- CONSIGNES -
A. D’après le texte sur L’art s’affiche, à l’angle de quelles rues se trouve la palissade qui présente les découpages de papier de Karen Tam ?
B. Réécrivez le passage du texte sur L’art s’affiche allant de « L’art s’affiche est » à « chaque fois inattendu. » en remplaçant « art contemporain » par « art d’aujourd’hui ».

- EXTRAIT DU TEXTE -
+ + + + + + +

L’ART S’AFFICHE x Technopôle Angus
For every mile of track laid…” (2024)
Découvrez cette série de découpages de papier de l’artiste Karen Tam, sur la palissade entourant le chantier de la Place Michel Hébert, au coin des rues Molson et William-Tremblay.
L’art s’affiche est un projet d’exposition d’affichage public, ayant pour objectif de rendre accessible l’art contemporain tout en dynamisant visuellement l’espace urbain. Des artistes emergent.e.s et établi.e.s, issu.e.s de pratiques multiples, sont selectionné.e.s et invité.e.s à exposer leurs œuvres dans un environnement à chaque fois inattendu.
Biographie
Vivant et travaillant à Tiohtià:ke/Montréal, Karen Tam 譚嘉文 a exposé son travail et participé à des résidences nationales et internationales depuis 2000, notamment au Musée des beaux-arts de Montréal, au Irish Museum of Modern Art, au Victoria and Albert Museum et au Frankfurter Kunstverein. Lauréate du Prix Giverny Capital 2021, Tam détient un doctorat en Études culturelles de la Goldsmiths, University of London, et une maîtrise en sculpture de la School of the Art Institute of Chicago. Elle est représentée par la Galerie Hugues Charbonneau.

+ + + + + + +

- ÉLÉMENTS -
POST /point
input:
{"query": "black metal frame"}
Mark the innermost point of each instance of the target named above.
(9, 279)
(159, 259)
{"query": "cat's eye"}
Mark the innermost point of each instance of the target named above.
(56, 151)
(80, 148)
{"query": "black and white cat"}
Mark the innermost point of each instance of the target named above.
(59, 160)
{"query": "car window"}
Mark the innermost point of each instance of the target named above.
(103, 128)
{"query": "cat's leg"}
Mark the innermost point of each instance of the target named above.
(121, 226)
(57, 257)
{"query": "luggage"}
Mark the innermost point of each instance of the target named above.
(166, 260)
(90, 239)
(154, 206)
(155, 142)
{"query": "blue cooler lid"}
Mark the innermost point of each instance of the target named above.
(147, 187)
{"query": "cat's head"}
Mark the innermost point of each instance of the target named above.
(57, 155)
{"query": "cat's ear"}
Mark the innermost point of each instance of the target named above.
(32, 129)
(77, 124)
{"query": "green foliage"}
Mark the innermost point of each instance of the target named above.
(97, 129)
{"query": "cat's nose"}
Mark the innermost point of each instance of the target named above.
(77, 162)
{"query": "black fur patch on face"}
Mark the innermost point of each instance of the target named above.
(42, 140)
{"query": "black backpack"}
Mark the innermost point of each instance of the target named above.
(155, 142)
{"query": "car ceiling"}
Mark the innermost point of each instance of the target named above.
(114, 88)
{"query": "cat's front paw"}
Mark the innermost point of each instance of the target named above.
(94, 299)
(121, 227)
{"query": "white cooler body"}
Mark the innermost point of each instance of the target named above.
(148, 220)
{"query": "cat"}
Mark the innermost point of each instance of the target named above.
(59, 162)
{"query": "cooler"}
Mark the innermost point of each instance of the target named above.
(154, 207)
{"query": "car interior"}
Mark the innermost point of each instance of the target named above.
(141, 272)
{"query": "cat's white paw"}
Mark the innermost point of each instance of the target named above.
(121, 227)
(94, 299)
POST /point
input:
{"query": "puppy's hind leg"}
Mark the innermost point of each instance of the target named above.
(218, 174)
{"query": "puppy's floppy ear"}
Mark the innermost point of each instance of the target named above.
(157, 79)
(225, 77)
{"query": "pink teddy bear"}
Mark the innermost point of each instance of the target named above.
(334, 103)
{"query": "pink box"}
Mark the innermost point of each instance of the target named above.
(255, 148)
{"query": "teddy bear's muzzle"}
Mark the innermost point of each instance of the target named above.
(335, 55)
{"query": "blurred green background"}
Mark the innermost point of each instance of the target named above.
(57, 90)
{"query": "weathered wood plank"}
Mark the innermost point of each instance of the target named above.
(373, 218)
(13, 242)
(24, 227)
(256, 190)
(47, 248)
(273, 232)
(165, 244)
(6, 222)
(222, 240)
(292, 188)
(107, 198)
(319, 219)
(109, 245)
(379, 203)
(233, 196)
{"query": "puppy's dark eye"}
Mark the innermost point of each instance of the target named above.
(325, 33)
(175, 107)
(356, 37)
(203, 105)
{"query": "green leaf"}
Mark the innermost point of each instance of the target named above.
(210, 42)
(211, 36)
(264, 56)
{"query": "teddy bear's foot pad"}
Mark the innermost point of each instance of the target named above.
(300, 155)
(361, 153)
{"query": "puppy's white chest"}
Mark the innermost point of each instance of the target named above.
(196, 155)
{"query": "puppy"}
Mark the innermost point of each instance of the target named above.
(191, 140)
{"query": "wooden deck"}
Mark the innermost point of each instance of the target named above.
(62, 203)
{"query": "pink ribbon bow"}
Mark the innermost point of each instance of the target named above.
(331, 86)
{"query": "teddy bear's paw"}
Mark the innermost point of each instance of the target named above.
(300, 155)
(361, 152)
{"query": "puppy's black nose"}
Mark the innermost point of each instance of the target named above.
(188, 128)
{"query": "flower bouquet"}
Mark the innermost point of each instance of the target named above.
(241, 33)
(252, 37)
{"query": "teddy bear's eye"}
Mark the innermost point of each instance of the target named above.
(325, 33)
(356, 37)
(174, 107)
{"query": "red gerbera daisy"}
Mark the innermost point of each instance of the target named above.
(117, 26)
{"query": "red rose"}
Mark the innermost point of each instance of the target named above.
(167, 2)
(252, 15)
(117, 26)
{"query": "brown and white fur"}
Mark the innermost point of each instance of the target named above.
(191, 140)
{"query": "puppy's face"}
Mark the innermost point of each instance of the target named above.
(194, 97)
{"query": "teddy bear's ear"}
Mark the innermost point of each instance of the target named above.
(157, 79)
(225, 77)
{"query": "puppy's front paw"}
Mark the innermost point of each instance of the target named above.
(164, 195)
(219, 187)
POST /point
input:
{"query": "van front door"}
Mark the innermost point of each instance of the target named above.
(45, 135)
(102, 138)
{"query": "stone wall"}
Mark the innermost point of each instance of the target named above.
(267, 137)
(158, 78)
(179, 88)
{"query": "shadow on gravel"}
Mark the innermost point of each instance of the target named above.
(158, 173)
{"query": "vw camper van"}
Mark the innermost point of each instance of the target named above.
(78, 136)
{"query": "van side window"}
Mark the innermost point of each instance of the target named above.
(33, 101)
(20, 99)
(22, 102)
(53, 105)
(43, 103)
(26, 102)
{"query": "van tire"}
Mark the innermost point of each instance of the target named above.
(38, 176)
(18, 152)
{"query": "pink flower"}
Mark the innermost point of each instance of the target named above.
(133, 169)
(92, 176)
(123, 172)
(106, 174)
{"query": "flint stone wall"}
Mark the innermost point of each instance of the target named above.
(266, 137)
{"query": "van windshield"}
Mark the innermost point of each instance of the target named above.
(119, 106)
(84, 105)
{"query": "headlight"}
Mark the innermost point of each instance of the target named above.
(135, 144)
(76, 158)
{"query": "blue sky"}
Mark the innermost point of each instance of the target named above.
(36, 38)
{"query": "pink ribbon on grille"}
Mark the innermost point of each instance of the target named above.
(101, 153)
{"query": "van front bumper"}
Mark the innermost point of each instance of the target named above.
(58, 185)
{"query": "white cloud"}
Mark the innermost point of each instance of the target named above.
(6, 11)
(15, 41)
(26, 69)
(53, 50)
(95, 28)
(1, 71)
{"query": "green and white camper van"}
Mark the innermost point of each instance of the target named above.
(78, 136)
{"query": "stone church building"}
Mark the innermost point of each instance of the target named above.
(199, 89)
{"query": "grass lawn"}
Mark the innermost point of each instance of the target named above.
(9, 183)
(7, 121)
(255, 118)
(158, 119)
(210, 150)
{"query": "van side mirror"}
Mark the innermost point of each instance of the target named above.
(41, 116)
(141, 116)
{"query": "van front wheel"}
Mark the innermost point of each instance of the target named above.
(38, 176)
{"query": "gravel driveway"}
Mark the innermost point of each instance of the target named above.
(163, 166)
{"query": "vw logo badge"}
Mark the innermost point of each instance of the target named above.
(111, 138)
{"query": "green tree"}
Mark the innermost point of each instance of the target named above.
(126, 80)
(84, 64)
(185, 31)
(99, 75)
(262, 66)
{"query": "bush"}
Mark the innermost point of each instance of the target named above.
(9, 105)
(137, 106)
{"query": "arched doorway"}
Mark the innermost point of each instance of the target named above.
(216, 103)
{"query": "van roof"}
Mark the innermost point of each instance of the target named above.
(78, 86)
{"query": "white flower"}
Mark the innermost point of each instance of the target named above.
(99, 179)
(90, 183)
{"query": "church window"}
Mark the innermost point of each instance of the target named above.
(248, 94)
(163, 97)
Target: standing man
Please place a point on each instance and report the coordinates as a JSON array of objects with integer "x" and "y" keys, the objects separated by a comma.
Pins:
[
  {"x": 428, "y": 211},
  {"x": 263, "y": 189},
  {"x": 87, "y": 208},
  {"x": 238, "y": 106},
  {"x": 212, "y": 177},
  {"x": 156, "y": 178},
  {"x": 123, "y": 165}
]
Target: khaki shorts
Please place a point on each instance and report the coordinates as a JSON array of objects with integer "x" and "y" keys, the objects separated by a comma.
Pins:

+ + + + + + +

- RÉPONSES RÉDIGÉES -
A. À l’angle des rues Molson et William-Tremblay.

B.
L’art s’affiche est un projet d’exposition d’affichage public, ayant pour objectif de rendre accessible l’art d’aujourd’hui tout en dynamisant visuellement l’espace urbain. Des artistes emergent.e.s et établi.e.s, issu.e.s de pratiques multiples, sont selectionné.e.s et invité.e.s à exposer leurs œuvres dans un environnement à chaque fois inattendu.